OBJETIVO: Extrae el hilo de foro sobre la tensión de los motores de discos duros y reprodúcelo completo, sin alterar ninguna palabra ni signo.
··· FRAGMENTO PARA LEER
Pregunto de nuevo...Con que tension trabajan los motores de los discos duros y con que corriente?(En promedio)..Ah y los de los Zip`s?

Gracias desde ya!;-)

Un saludo!


----------



## Chico3001

Los discos de 5 1/4 trabajan con 12V, los de 3 1/2 o menores con 5V


----------



## jorger

Chico3001 dijo:
			
		

> Los discos de 5 1/4 trabajan con 12V...


Eso no es verdad,yo tuve uno de una disquetera de esas (se me jodió por conectarlo al revés sin darme cuenta  :evil: ) y con 5v iba ya al límite,aunque subía la tensión no aumentaba el torque de éste para nada...Como el motor en sí es grande aparenta que hay que meterle mucha ''chicha''pero esto no es así,lo digo por experiencia  
Ah, Elvis,los motores de HDDs creo que van a a unos 9v o así, quizá más o menos pero de los 12v no pasa claro está   .

Saludos.
······
··· DATOS PROPORCIONADOS
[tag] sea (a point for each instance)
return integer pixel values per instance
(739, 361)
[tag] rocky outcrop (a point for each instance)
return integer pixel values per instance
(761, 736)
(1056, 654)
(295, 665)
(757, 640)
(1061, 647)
······
RESPUESTA:
Pregunto de nuevo...Con que tension trabajan los motores de los discos duros y con que corriente?(En promedio)..Ah y los de los Zip`s?

Gracias desde ya!;-)

Un saludo!


----------



## Chico3001

Los discos de 5 1/4 trabajan con 12V, los de 3 1/2 o menores con 5V


----------



## jorger

Chico3001 dijo:
			
		

> Los discos de 5 1/4 trabajan con 12V...


Eso no es verdad,yo tuve uno de una disquetera de esas (se me jodió por conectarlo al revés sin darme cuenta  :evil: ) y con 5v iba ya al límite,aunque subía la tensión no aumentaba el torque de éste para nada...Como el motor en sí es grande aparenta que hay que meterle mucha ''chicha''pero esto no es así,lo digo por experiencia  
Ah, Elvis,los motores de HDDs creo que van a a unos 9v o así, quizá más o menos pero de los 12v no pasa claro está   .

Saludos.